Provided passage

Agent Frameworks

Ablation Study of a Fairness Auditing Agentic System for Bias Mitigation in Early-Onset Colorectal Cancer Detection

A two-agent AI system using RAG outperformed raw LLMs in identifying demographic disparities in colorectal cancer models.

Deep Dive

A research team including Amalia Ionescu, Jason H. Moore, and Tiffani J. Bright has developed and tested an agentic AI system designed to audit biomedical machine learning models for fairness, specifically targeting early-onset colorectal cancer (EO-CRC) detection. The system employs a two-agent architecture: a Domain Expert Agent that synthesizes medical literature on EO-CRC disparities, and a Fairness Consultant Agent that recommends which sensitive attributes (like race or gender) and fairness metrics should be used for model evaluation. This approach aims to address the critical problem of algorithmic bias in clinical AI, where limited oversight can allow safety risks and inequities to persist.

Listed entries
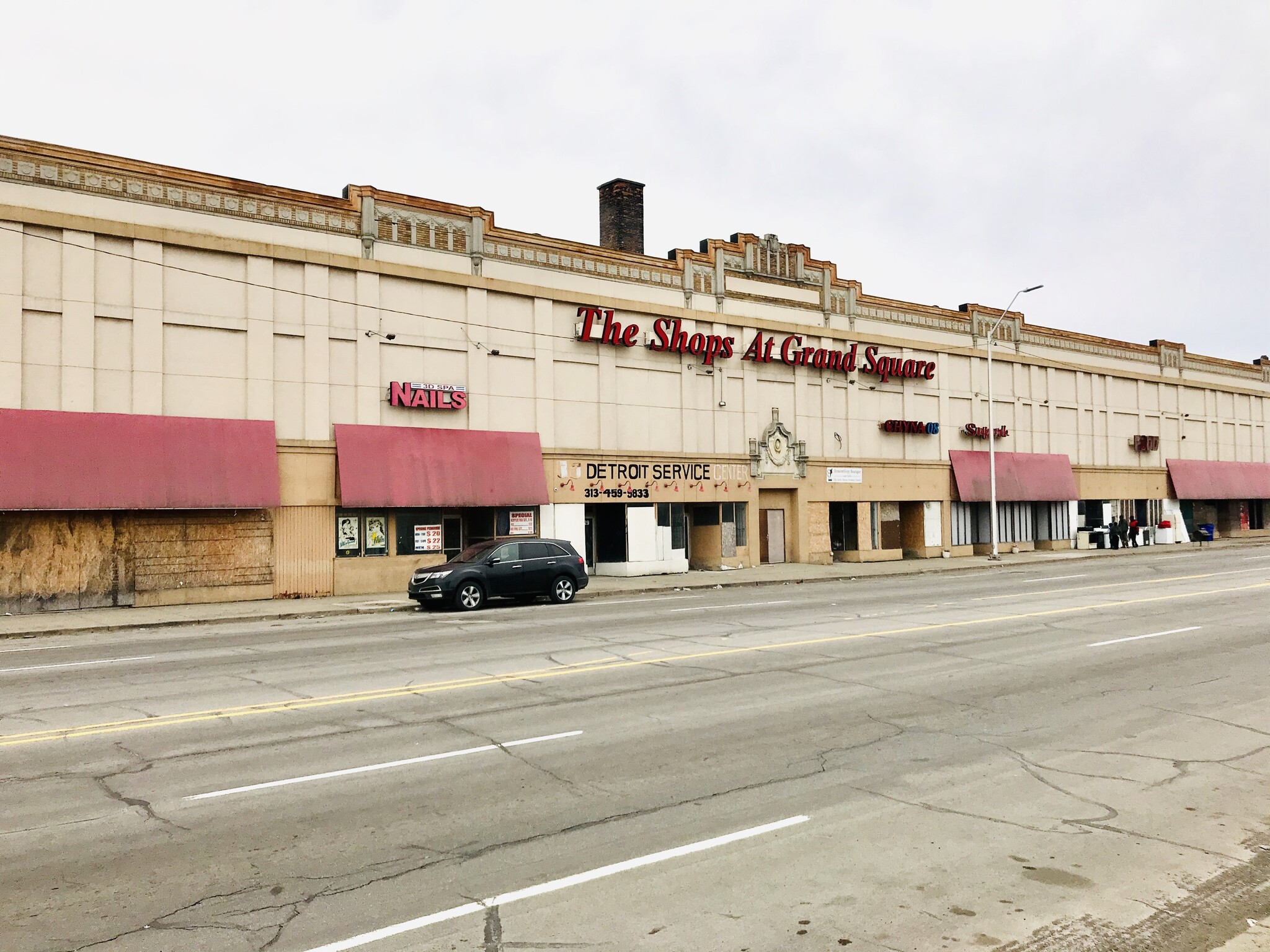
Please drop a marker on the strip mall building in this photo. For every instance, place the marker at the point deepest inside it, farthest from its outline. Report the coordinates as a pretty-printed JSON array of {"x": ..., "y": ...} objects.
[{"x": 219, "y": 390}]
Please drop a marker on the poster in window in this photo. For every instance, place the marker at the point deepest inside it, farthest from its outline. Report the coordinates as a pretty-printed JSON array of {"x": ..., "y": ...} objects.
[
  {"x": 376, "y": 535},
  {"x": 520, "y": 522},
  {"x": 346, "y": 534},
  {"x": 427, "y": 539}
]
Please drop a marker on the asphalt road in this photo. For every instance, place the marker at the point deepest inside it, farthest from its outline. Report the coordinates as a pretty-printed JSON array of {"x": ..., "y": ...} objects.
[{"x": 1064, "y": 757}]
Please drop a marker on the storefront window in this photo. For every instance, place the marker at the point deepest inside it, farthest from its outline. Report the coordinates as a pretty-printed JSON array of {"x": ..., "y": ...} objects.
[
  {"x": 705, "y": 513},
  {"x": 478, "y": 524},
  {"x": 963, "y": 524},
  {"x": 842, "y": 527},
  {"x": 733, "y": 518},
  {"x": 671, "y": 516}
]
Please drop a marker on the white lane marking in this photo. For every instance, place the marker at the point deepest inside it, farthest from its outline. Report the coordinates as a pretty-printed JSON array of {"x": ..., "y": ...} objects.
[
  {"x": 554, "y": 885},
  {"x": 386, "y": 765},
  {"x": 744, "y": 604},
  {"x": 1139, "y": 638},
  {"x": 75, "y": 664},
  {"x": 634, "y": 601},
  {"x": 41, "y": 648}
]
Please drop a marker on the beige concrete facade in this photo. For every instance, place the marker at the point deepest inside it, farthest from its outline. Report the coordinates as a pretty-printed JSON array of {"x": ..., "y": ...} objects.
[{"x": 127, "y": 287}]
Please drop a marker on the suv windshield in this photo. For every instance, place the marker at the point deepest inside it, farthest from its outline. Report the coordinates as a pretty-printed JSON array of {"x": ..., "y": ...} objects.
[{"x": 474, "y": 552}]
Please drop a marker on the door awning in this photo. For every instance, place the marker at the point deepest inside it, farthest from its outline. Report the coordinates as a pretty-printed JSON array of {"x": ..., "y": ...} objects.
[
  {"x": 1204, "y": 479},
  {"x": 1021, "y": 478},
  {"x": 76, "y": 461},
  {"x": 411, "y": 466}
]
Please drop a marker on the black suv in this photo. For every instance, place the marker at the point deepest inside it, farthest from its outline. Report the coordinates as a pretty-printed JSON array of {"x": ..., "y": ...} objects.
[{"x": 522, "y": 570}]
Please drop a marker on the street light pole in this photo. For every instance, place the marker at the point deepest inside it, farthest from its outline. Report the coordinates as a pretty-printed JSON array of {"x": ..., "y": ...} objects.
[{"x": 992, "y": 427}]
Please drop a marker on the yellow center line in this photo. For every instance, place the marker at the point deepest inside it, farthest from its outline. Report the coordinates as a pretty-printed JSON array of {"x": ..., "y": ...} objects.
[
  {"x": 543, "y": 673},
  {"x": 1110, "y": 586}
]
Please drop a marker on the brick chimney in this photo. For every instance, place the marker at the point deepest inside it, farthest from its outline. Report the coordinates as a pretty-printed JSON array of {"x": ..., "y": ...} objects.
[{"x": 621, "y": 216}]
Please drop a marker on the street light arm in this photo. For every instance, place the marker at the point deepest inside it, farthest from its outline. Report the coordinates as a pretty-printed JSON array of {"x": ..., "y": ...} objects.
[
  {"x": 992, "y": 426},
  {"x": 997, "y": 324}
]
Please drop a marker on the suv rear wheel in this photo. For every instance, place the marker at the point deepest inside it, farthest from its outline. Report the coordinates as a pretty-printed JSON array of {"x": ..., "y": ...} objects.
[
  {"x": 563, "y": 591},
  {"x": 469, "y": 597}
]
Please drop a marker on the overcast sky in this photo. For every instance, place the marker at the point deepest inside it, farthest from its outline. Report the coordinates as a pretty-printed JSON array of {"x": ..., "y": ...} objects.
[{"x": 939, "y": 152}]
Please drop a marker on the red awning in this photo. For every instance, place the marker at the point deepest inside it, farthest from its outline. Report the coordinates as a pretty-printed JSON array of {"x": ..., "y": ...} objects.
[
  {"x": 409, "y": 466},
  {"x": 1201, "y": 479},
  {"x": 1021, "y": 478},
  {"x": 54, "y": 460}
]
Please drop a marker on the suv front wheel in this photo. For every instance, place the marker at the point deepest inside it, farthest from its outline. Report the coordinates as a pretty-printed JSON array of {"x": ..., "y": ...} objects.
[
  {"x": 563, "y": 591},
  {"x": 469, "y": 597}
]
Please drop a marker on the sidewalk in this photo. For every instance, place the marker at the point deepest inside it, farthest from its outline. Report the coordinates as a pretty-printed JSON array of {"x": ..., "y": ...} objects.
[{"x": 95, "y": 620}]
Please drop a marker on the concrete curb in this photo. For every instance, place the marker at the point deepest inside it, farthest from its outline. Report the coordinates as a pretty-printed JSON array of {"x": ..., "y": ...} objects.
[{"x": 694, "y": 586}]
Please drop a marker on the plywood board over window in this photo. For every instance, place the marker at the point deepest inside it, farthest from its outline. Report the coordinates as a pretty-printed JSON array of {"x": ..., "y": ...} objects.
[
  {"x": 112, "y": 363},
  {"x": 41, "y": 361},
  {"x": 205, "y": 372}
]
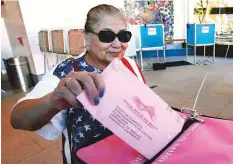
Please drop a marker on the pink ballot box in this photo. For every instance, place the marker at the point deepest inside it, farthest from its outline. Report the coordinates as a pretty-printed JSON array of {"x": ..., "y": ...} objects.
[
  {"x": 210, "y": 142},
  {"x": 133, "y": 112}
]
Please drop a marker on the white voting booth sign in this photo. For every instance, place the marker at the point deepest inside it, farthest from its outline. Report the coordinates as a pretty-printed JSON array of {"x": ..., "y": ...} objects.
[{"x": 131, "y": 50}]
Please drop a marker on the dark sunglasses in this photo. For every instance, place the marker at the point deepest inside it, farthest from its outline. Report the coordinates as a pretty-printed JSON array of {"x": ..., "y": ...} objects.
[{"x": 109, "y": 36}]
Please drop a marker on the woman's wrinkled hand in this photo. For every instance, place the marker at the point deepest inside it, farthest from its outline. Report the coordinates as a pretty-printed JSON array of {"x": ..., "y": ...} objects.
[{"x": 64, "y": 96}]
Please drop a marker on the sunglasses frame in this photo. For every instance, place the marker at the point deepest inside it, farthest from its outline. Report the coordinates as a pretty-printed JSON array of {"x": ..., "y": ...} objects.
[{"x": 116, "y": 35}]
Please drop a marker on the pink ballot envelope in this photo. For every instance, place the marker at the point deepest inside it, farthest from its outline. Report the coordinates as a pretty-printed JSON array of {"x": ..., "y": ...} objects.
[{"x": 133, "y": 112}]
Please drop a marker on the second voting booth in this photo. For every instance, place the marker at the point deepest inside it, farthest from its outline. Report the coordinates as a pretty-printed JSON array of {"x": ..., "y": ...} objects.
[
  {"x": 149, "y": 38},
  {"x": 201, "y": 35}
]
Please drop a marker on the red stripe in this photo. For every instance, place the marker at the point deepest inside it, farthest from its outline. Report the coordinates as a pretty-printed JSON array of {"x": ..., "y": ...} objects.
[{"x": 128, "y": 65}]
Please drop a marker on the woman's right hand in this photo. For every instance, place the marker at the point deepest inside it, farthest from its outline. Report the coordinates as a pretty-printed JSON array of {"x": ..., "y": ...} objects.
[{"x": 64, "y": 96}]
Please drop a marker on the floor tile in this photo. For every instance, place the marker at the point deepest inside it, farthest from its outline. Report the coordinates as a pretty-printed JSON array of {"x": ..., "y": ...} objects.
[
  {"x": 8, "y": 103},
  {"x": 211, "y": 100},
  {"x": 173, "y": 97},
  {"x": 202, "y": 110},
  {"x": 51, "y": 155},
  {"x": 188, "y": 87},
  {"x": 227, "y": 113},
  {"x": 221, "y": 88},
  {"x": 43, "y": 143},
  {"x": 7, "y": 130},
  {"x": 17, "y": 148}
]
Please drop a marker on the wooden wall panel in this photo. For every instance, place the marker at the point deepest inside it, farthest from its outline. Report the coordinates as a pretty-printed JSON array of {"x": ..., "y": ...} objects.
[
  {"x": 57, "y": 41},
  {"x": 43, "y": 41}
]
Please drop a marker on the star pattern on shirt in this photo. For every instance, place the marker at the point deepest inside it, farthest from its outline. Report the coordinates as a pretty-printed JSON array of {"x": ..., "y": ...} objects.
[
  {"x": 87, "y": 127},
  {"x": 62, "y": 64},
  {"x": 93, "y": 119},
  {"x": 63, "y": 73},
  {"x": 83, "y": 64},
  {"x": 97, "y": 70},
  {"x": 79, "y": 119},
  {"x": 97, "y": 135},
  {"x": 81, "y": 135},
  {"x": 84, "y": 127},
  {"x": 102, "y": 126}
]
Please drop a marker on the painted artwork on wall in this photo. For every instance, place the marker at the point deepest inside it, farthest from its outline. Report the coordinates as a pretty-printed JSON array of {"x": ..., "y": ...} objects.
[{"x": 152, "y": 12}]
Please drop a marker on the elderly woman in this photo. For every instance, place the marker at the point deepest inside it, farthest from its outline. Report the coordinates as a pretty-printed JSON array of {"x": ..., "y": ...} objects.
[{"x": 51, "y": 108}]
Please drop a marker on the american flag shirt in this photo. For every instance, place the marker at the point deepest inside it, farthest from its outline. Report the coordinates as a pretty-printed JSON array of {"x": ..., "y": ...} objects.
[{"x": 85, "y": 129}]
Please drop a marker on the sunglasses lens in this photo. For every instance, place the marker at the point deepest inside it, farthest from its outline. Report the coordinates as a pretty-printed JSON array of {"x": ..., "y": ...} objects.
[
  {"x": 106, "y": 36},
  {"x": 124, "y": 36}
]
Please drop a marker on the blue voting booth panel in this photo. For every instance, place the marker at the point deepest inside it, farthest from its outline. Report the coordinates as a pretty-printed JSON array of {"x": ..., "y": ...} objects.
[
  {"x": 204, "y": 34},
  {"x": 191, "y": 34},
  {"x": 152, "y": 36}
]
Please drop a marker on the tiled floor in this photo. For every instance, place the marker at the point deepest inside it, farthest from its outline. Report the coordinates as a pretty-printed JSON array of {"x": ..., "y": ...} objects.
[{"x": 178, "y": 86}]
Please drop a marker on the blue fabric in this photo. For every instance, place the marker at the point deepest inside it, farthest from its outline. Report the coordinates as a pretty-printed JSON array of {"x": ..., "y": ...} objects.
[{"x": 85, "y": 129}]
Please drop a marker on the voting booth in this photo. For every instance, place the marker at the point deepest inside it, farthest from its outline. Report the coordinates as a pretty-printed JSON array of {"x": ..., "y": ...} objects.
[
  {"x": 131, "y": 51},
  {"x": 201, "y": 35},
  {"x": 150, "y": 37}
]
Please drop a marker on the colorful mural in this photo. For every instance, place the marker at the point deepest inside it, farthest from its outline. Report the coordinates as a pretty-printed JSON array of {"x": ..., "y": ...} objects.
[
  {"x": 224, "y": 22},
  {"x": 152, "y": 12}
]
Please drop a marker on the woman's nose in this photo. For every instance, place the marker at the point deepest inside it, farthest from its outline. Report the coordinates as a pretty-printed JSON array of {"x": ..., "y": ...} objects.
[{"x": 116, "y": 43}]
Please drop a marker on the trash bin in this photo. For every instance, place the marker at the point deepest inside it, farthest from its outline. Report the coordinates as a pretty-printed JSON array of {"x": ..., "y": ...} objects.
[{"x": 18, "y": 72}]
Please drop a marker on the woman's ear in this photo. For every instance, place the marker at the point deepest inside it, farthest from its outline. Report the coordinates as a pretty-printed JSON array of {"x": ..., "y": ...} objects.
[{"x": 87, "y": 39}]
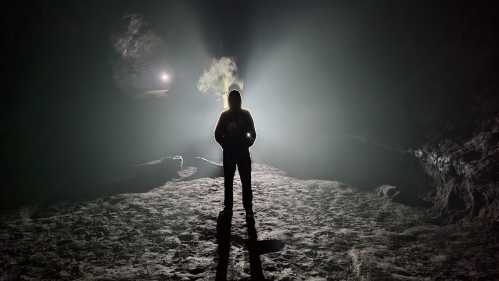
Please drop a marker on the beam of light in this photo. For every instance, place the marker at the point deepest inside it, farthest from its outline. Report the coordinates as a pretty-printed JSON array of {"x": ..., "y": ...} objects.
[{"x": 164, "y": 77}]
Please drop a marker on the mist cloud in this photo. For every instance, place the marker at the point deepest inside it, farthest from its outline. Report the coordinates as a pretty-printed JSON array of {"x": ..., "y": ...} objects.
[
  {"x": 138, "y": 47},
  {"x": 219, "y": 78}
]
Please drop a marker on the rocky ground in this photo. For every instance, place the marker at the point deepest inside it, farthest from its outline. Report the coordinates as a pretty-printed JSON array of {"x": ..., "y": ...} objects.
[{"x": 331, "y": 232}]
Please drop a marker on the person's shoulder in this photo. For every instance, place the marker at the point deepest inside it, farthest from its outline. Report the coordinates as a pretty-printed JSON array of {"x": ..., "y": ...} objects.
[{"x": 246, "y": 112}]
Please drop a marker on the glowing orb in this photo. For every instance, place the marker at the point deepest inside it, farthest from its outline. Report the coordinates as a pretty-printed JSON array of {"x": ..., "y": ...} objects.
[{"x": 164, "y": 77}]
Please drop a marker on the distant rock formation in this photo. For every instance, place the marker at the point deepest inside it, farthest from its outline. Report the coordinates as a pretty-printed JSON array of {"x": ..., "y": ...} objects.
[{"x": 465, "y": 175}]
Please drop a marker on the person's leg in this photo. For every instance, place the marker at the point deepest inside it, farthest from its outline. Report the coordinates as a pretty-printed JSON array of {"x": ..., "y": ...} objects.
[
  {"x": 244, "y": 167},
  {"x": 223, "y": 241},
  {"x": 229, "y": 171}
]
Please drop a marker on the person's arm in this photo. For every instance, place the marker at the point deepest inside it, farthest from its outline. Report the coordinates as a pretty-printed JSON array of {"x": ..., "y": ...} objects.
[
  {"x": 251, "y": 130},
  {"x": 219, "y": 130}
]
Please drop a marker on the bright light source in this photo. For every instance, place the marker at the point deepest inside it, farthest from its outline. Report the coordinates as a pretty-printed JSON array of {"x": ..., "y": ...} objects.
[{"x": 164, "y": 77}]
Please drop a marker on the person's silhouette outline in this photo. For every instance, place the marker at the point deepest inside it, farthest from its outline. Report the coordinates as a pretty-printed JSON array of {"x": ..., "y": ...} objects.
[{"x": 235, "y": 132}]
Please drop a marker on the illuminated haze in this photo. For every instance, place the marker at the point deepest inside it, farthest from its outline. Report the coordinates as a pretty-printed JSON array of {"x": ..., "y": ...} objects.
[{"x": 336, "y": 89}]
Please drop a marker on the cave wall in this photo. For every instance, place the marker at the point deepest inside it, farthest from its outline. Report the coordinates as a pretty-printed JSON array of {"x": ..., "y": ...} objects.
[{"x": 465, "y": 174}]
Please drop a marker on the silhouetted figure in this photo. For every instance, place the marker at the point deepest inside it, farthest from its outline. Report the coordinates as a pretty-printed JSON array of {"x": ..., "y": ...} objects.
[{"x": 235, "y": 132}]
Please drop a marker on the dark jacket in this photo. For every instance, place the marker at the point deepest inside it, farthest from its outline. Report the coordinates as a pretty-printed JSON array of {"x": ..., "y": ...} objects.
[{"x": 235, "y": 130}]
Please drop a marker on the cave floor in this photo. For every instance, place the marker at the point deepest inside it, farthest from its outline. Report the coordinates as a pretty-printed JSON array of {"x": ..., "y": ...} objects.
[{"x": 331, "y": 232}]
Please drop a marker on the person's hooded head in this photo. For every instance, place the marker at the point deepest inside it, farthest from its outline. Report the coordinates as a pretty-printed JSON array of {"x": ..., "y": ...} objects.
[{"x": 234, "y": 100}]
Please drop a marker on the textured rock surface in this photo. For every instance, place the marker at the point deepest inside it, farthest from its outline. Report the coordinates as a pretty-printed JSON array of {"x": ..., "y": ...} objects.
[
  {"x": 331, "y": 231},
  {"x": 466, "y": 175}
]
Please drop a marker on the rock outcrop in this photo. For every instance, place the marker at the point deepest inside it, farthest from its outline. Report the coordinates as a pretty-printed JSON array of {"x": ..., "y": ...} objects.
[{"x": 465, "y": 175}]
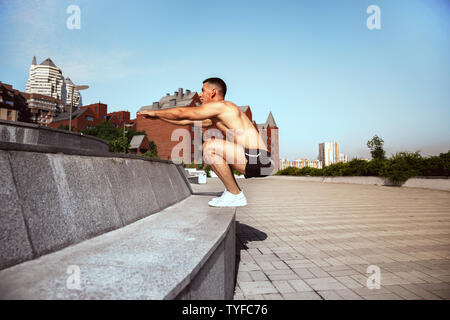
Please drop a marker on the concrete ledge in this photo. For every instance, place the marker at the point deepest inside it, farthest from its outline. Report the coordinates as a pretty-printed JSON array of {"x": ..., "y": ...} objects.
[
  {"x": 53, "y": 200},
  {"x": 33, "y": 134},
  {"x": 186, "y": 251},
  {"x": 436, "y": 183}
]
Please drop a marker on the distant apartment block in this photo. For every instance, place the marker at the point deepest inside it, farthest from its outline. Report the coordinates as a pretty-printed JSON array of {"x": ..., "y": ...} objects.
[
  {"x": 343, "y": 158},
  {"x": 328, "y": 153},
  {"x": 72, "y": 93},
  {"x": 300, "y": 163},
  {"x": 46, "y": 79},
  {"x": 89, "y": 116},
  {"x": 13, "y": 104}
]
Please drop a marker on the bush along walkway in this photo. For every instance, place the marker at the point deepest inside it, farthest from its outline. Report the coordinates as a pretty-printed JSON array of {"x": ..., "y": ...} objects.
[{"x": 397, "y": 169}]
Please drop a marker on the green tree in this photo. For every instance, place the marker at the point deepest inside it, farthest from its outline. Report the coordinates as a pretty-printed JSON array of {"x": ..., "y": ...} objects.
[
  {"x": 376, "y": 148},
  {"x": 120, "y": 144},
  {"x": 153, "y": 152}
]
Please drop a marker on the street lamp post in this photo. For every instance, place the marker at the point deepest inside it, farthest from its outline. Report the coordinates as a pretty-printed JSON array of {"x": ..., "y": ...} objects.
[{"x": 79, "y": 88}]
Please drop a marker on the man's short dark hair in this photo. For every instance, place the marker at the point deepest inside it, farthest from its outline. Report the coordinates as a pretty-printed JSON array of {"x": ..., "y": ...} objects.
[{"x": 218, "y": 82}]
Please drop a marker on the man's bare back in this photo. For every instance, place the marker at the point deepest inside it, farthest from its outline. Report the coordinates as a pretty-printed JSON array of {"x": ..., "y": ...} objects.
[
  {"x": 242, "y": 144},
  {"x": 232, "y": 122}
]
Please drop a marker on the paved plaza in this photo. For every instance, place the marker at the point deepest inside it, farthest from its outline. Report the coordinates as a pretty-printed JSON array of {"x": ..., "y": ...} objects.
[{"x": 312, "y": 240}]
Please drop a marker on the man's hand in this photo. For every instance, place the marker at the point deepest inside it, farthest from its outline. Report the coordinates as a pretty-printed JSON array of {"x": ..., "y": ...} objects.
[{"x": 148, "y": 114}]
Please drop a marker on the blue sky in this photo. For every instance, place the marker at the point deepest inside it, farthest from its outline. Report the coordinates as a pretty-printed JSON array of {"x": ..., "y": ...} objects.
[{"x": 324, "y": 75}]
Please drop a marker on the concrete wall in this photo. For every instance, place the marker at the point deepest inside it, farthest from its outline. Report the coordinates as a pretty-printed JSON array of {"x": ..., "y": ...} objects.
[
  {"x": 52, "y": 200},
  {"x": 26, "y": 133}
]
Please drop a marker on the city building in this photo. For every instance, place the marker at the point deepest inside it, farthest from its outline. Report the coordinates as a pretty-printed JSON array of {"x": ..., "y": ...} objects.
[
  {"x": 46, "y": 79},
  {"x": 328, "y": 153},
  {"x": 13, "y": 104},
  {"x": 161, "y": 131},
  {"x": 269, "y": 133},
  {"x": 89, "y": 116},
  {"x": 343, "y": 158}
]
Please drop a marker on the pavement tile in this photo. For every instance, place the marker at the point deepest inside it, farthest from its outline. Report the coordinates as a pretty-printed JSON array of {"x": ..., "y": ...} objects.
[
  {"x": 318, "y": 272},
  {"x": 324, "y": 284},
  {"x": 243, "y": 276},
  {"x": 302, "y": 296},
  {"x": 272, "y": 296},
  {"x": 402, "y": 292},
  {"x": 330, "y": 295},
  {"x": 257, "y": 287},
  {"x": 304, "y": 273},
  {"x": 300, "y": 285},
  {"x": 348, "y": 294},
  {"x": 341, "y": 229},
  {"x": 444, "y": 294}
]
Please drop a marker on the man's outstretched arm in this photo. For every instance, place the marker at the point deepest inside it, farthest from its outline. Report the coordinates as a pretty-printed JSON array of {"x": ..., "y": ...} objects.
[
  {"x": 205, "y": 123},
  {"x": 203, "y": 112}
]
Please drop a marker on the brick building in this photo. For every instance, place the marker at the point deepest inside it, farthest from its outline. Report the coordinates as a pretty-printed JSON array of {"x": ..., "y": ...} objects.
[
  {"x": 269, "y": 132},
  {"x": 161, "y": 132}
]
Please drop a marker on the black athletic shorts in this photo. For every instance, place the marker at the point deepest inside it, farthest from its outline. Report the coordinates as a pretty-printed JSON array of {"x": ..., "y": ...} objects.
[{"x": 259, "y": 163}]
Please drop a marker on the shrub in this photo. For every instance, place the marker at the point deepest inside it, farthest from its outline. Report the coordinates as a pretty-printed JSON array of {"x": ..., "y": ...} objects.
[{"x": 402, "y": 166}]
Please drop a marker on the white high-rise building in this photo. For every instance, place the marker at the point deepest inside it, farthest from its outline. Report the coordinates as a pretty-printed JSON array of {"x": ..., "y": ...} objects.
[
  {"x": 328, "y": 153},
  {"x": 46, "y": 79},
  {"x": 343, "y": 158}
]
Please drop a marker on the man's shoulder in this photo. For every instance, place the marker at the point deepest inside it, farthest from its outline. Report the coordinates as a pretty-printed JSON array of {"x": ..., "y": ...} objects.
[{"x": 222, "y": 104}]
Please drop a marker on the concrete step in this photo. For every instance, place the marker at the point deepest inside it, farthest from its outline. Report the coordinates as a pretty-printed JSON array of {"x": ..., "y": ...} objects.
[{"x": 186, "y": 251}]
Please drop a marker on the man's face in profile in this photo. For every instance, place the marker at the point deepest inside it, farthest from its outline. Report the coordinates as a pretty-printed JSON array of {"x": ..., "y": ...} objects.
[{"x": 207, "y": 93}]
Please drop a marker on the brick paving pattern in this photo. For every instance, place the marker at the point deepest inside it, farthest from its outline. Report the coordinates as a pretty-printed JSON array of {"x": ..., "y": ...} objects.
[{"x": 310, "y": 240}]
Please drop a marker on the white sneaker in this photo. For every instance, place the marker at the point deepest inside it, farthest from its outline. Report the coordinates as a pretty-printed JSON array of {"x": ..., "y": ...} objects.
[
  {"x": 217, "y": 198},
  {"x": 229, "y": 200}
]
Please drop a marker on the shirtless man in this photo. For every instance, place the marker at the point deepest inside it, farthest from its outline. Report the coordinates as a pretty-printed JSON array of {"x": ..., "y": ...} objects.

Work task A
In the summary of the colorectal cancer fairness-auditing study, what are the answers to these questions?
(i) What did the two-agent system outperform in identifying demographic disparities in colorectal cancer models?
(ii) What does the Domain Expert Agent synthesize?
(iii) What two examples of sensitive attributes does the summary give?
Work task B
Reproduce the colorectal cancer fairness-auditing summary from "A research team" down to "inequities to persist.".
Work task C
Continue the summary of the colorectal cancer fairness-auditing study from where it stops.

Answer box A
(i) Raw LLMs.
(ii) Medical literature on EO-CRC disparities.
(iii) Race and gender.

Answer box B
A research team including Amalia Ionescu, Jason H. Moore, and Tiffani J. Bright has developed and tested an agentic AI system designed to audit biomedical machine learning models for fairness, specifically targeting early-onset colorectal cancer (EO-CRC) detection. The system employs a two-agent architecture: a Domain Expert Agent that synthesizes medical literature on EO-CRC disparities, and a Fairness Consultant Agent that recommends which sensitive attributes (like race or gender) and fairness metrics should be used for model evaluation. This approach aims to address the critical problem of algorithmic bias in clinical AI, where limited oversight can allow safety risks and inequities to persist.

Answer box C
The researchers conducted an ablation study to compare the system's performance across three configurations: a pretrained LLM-only baseline, an Agent system without Retrieval-Augmented Generation (RAG), and an Agent system with RAG. They tested these configurations on three different sizes of Ollama large language models: 8B, 20B, and 120B parameters. The key finding was that across all model sizes, the 'Agent with RAG' configuration consistently achieved the highest semantic similarity scores when its outputs were compared to reference statements derived from human experts. This was particularly true for the crucial task of identifying specific demographic disparities.

This result indicates that augmenting an agentic framework with external knowledge retrieval (RAG) significantly improves its ability to reason about complex, domain-specific fairness issues. The study suggests that such automated, multi-agent systems could be a scalable solution for auditing clinical AI models, providing much-needed oversight to mitigate bias before models are deployed in real-world healthcare settings where demographic disparities in outcomes are a documented concern.

Key Points
  • The system uses a two-agent architecture: a Domain Expert Agent and a Fairness Consultant Agent, designed for clinical AI auditing.
  • An ablation study tested three Ollama LLMs (8B, 20B, 120B parameters) and found the 'Agent with RAG' configuration performed best.
  • The 'Agent with RAG' achieved the highest semantic similarity to expert references, especially for identifying demographic disparities in cancer detection.

Why It Matters

Provides a scalable, automated method to audit healthcare AI for bias, potentially preventing discriminatory outcomes in critical medical diagnostics.